Point labeling examples
------------------------------------

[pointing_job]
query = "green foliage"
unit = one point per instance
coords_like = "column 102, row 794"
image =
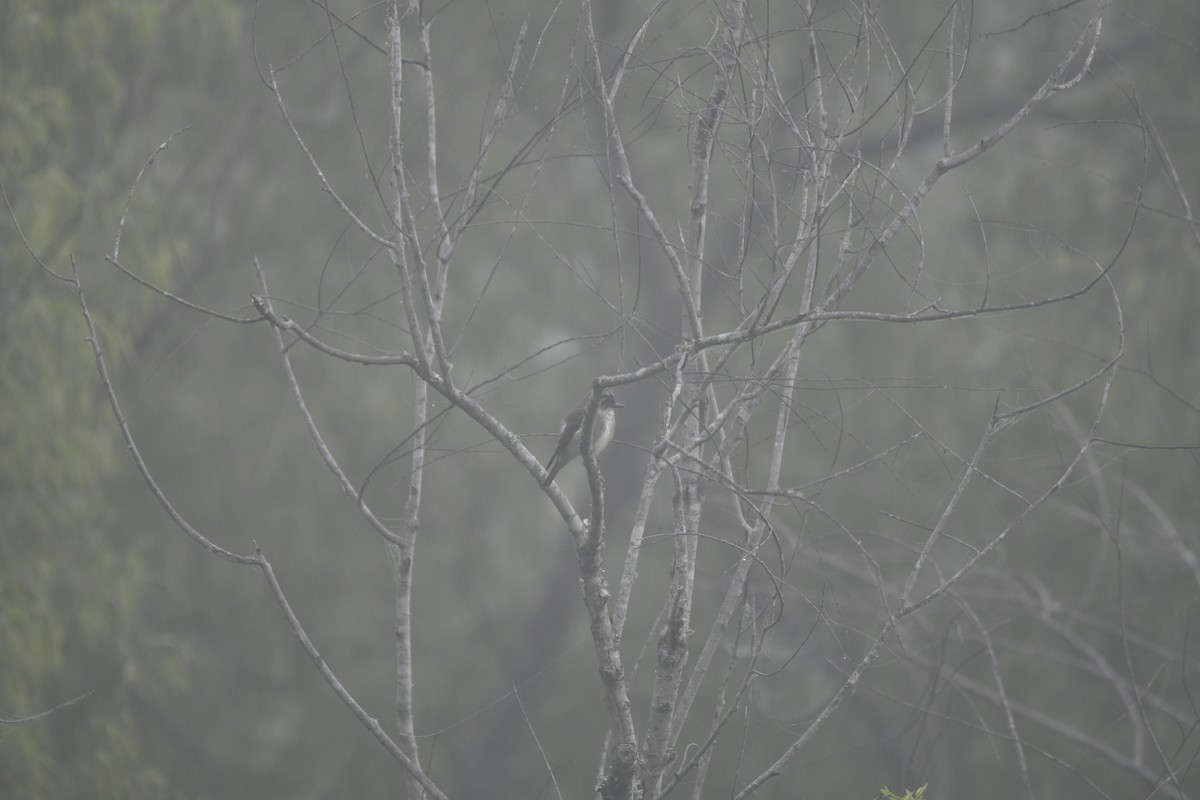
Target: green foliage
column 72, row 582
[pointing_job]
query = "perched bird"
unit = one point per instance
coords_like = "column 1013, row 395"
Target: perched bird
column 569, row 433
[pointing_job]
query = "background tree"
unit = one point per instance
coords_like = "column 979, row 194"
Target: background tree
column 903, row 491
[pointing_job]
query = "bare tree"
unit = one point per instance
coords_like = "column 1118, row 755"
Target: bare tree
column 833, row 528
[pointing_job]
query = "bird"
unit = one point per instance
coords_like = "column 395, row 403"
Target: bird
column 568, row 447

------------------------------------

Written task
Retype the part of the records that runs from the very start through the line containing "column 833, row 528", keeping every line exactly the same and leaving the pictures out of your answer.

Worked answer
[pointing_job]
query = "green foliage"
unit = one point per instance
coords_like = "column 102, row 794"
image =
Target: green foliage
column 72, row 582
[pointing_job]
query = "perched bird"
unit = one point per instance
coords_like = "column 1013, row 395"
Target: perched bird
column 569, row 433
[pointing_job]
query = "background tree"
unit = one point per instance
coords_like = "column 979, row 194"
Target: background tree
column 903, row 491
[pointing_job]
query = "bare tree"
unit = one point per instance
coords_like = "column 1118, row 755"
Target: bare tree
column 833, row 528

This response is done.